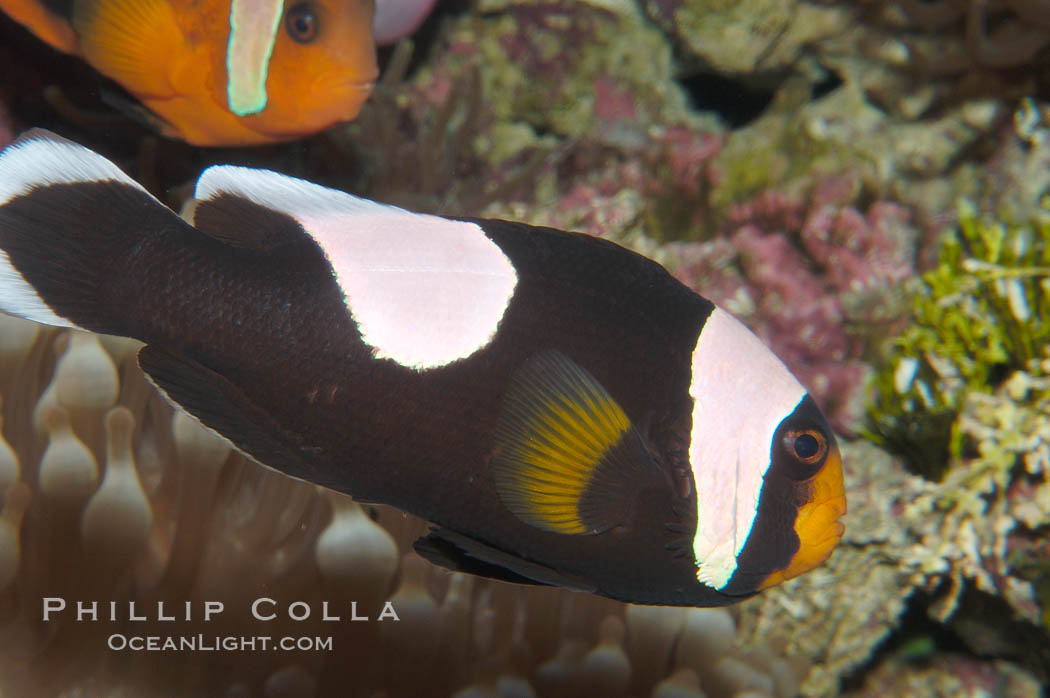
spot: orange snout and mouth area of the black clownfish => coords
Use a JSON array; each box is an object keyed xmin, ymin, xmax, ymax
[{"xmin": 758, "ymin": 444, "xmax": 846, "ymax": 589}]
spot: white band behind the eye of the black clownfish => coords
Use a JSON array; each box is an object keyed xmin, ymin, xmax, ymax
[{"xmin": 689, "ymin": 308, "xmax": 805, "ymax": 589}]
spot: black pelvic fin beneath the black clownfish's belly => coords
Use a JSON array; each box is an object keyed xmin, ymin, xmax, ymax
[{"xmin": 413, "ymin": 527, "xmax": 595, "ymax": 592}]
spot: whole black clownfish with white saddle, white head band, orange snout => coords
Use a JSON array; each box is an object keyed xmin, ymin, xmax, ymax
[{"xmin": 0, "ymin": 130, "xmax": 845, "ymax": 606}]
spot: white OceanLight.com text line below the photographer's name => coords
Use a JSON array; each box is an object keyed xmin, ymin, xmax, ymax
[{"xmin": 106, "ymin": 633, "xmax": 333, "ymax": 652}]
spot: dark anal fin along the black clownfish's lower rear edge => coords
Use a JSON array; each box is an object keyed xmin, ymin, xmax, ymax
[{"xmin": 139, "ymin": 344, "xmax": 324, "ymax": 484}]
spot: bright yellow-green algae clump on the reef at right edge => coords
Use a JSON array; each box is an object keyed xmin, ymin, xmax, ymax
[{"xmin": 868, "ymin": 199, "xmax": 1050, "ymax": 480}]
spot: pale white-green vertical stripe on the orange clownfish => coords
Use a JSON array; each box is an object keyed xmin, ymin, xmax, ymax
[{"xmin": 226, "ymin": 0, "xmax": 285, "ymax": 117}]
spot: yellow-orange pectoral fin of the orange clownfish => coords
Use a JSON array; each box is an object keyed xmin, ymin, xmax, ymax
[{"xmin": 72, "ymin": 0, "xmax": 182, "ymax": 99}]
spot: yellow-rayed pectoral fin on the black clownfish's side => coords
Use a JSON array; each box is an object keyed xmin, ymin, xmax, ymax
[{"xmin": 492, "ymin": 351, "xmax": 652, "ymax": 534}]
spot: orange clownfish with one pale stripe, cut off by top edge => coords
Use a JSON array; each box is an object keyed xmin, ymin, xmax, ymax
[{"xmin": 0, "ymin": 0, "xmax": 378, "ymax": 146}]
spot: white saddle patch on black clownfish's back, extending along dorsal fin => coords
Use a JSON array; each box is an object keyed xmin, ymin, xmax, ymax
[{"xmin": 196, "ymin": 167, "xmax": 518, "ymax": 369}]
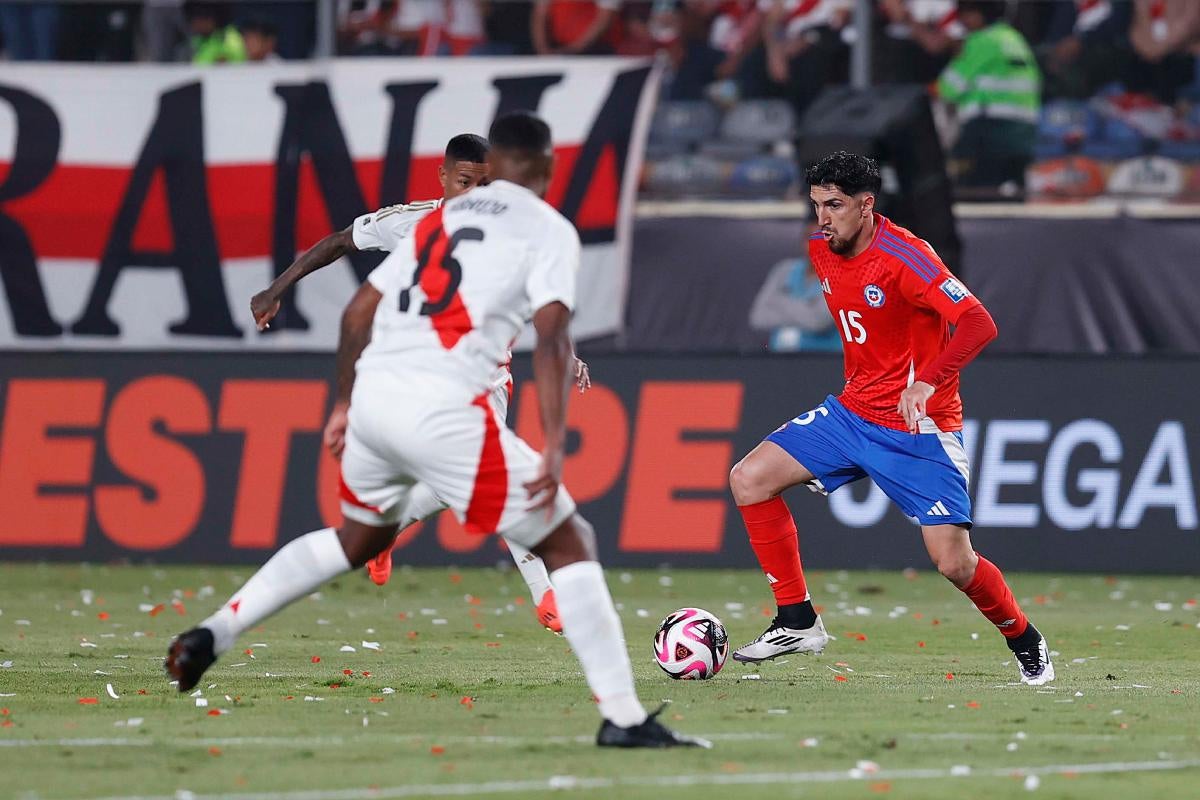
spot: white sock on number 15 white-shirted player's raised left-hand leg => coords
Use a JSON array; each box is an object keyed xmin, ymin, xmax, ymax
[{"xmin": 200, "ymin": 528, "xmax": 350, "ymax": 655}]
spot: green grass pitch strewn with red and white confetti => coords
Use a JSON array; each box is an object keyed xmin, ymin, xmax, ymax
[{"xmin": 0, "ymin": 564, "xmax": 1200, "ymax": 800}]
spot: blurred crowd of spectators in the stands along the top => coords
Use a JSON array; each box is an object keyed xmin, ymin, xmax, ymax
[{"xmin": 7, "ymin": 0, "xmax": 1200, "ymax": 199}]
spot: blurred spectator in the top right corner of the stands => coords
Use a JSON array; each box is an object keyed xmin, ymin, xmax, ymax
[{"xmin": 1124, "ymin": 0, "xmax": 1200, "ymax": 103}]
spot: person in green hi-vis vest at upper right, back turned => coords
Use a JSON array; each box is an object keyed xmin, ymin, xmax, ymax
[{"xmin": 937, "ymin": 0, "xmax": 1042, "ymax": 196}]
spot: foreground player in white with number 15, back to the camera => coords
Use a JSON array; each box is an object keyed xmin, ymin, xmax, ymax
[{"xmin": 166, "ymin": 113, "xmax": 708, "ymax": 747}]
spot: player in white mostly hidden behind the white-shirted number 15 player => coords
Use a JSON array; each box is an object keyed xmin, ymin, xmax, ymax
[{"xmin": 250, "ymin": 133, "xmax": 576, "ymax": 633}]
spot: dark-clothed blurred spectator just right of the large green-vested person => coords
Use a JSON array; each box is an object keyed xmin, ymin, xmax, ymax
[{"xmin": 1038, "ymin": 0, "xmax": 1130, "ymax": 98}]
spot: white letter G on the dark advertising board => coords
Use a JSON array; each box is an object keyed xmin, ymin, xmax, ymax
[{"xmin": 1043, "ymin": 420, "xmax": 1122, "ymax": 530}]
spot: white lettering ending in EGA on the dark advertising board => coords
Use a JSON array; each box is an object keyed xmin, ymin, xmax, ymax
[{"xmin": 825, "ymin": 419, "xmax": 1200, "ymax": 530}]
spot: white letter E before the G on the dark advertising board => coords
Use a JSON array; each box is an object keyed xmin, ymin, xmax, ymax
[{"xmin": 974, "ymin": 420, "xmax": 1050, "ymax": 528}]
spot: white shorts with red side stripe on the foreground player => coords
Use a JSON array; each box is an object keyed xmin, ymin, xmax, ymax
[{"xmin": 342, "ymin": 372, "xmax": 575, "ymax": 547}]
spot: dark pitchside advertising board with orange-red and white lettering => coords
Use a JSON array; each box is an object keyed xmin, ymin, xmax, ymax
[{"xmin": 0, "ymin": 353, "xmax": 1200, "ymax": 573}]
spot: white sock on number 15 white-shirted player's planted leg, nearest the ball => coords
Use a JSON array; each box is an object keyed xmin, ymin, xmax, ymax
[{"xmin": 551, "ymin": 561, "xmax": 646, "ymax": 728}]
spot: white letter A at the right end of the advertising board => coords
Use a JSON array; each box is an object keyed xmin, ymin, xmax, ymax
[{"xmin": 1117, "ymin": 420, "xmax": 1196, "ymax": 530}]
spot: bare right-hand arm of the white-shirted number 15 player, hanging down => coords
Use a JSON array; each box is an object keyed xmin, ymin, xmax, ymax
[{"xmin": 524, "ymin": 301, "xmax": 575, "ymax": 509}]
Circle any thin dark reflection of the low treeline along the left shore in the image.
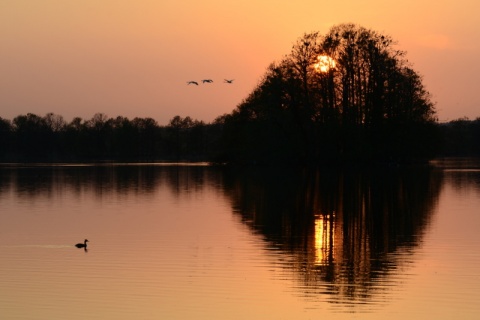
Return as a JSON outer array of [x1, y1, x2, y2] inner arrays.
[[0, 164, 221, 200]]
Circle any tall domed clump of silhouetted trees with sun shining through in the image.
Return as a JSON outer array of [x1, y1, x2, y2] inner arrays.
[[219, 24, 436, 163]]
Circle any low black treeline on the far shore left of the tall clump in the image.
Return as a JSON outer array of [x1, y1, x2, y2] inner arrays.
[[0, 113, 222, 162]]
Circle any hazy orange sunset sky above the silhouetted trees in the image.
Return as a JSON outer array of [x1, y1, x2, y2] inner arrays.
[[0, 0, 480, 125]]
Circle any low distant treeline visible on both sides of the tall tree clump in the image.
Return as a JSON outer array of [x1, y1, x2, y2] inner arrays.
[[0, 113, 480, 162]]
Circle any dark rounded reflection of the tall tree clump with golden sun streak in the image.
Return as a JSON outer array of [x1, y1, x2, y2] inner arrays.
[[226, 167, 442, 303]]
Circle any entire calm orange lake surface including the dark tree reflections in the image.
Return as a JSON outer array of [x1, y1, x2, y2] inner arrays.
[[0, 161, 480, 320]]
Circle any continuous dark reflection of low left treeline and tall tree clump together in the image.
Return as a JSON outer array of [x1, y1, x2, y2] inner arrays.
[[0, 165, 443, 304]]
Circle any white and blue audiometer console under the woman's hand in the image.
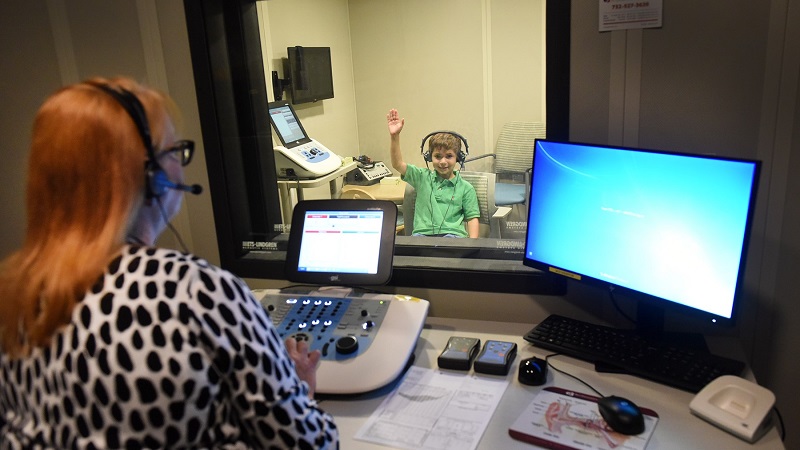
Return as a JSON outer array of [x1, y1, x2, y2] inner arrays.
[[253, 289, 429, 394]]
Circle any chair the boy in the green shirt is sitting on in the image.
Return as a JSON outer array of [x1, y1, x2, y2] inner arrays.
[[402, 171, 511, 239]]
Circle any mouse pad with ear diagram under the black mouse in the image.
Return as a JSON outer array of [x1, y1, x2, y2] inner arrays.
[[508, 387, 658, 450]]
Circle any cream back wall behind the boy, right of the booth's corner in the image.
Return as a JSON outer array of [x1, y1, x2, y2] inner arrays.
[[349, 0, 545, 165]]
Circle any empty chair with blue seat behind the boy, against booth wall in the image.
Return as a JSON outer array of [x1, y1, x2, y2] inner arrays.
[[466, 122, 547, 214]]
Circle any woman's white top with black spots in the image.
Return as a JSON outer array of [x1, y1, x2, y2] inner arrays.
[[0, 247, 338, 449]]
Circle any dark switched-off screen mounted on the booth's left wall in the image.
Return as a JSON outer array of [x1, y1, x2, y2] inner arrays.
[[286, 46, 333, 104]]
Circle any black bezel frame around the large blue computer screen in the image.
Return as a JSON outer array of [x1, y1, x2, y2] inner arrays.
[[522, 139, 761, 331]]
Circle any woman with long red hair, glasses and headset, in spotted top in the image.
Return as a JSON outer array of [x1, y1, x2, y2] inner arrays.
[[0, 78, 338, 448]]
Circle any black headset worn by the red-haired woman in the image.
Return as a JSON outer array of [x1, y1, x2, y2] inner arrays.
[[92, 83, 171, 199]]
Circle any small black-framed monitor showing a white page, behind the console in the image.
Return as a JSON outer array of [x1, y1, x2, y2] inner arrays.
[[286, 200, 397, 285]]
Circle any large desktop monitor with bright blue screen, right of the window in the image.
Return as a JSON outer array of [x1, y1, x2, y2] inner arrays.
[[524, 140, 760, 323]]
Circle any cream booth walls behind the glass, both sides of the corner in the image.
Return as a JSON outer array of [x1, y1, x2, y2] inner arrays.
[[259, 0, 545, 169]]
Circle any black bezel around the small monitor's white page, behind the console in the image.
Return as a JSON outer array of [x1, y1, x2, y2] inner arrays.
[[285, 199, 397, 286]]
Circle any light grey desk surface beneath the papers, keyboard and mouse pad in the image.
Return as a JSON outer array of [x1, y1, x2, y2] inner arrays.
[[320, 317, 784, 450]]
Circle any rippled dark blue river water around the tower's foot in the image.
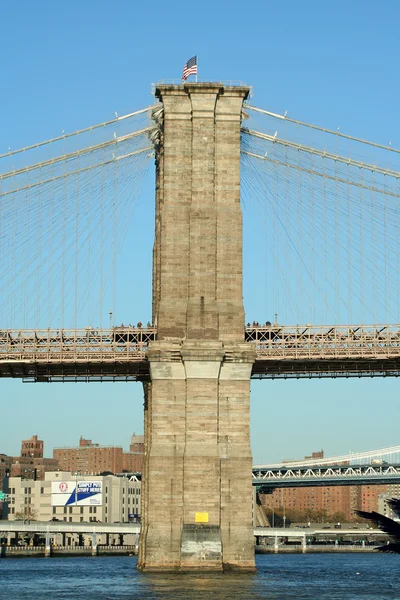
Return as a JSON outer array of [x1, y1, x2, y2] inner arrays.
[[0, 553, 400, 600]]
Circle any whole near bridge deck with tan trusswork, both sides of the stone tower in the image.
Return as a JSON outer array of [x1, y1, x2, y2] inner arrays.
[[0, 324, 400, 382]]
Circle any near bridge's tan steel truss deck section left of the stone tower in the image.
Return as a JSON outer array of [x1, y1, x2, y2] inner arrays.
[[0, 327, 156, 381]]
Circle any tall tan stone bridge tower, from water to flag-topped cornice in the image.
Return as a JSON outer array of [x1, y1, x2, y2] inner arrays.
[[139, 83, 255, 571]]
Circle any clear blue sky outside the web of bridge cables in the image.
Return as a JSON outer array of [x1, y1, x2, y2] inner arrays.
[[0, 0, 400, 463]]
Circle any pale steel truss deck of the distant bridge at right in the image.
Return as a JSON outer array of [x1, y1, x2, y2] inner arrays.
[[252, 464, 400, 491]]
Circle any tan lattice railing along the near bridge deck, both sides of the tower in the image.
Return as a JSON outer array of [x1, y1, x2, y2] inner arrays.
[[0, 324, 400, 362]]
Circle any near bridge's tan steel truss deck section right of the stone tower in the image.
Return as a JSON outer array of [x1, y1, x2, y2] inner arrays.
[[245, 325, 400, 379]]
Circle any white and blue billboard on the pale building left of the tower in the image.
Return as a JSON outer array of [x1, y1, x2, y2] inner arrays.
[[51, 481, 103, 506]]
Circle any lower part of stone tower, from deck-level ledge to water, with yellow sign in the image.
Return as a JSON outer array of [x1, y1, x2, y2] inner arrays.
[[138, 342, 255, 572]]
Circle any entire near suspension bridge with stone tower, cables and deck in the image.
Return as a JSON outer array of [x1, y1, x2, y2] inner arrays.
[[0, 82, 400, 571]]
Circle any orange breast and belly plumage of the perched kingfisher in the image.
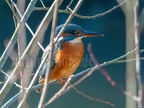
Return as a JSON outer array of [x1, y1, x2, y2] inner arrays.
[[49, 42, 84, 81]]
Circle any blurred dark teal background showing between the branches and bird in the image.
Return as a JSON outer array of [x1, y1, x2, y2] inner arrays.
[[0, 0, 144, 108]]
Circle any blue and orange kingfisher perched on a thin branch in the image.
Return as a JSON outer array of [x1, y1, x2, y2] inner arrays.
[[37, 23, 103, 92]]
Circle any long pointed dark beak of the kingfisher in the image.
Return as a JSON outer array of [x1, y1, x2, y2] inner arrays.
[[80, 30, 104, 37]]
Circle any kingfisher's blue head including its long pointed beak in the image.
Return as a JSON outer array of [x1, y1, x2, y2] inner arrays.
[[55, 24, 103, 41]]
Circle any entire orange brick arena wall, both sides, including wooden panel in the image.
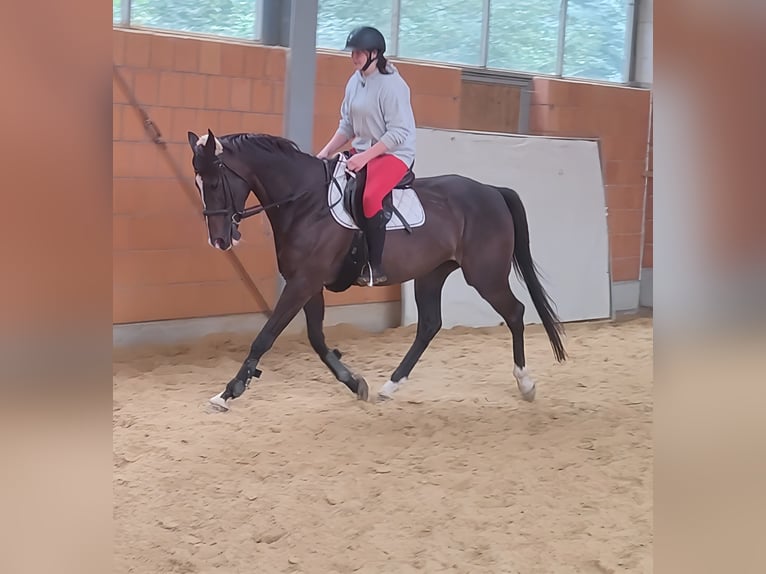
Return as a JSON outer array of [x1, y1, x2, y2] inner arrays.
[[113, 29, 651, 346]]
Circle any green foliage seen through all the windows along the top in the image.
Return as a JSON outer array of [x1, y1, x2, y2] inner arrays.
[[112, 0, 627, 82]]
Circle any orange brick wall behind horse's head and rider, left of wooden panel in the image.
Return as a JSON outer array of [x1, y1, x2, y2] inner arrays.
[[113, 29, 461, 323]]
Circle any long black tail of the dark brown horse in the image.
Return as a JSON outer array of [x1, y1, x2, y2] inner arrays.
[[495, 187, 567, 363]]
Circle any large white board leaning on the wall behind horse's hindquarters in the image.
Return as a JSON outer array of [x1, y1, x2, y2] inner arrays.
[[402, 128, 611, 328]]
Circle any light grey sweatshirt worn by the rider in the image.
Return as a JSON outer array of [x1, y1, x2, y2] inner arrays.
[[339, 62, 415, 167]]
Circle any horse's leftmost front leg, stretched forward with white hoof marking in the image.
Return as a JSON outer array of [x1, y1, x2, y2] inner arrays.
[[210, 279, 316, 410]]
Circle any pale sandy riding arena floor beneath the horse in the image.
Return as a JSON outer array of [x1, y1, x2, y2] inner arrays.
[[114, 318, 652, 574]]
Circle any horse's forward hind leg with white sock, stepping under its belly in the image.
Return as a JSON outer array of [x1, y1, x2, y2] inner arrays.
[[378, 261, 458, 399]]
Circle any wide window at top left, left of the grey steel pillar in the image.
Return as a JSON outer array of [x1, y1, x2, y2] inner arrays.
[[123, 0, 255, 40]]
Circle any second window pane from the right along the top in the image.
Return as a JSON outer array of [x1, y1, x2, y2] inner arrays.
[[487, 0, 561, 74]]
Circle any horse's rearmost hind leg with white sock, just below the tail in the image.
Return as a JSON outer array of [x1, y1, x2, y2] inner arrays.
[[463, 272, 535, 402]]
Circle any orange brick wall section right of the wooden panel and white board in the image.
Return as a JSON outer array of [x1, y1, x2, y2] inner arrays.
[[530, 78, 651, 281]]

==========

--- Task directions ---
A word-for-word copy of the lines above from the one with "Circle any pale steel" through the one with "Circle any tan", inclusive, is the only output wanted.

--- Result of the exercise ---
Circle any pale steel truss deck of the distant bridge at right in the image.
Return as a JSON outer array of [x1, y1, x2, y2] inner arrays.
[[252, 464, 400, 491]]
Circle any tan lattice railing along the near bridge deck, both sides of the tower in the image.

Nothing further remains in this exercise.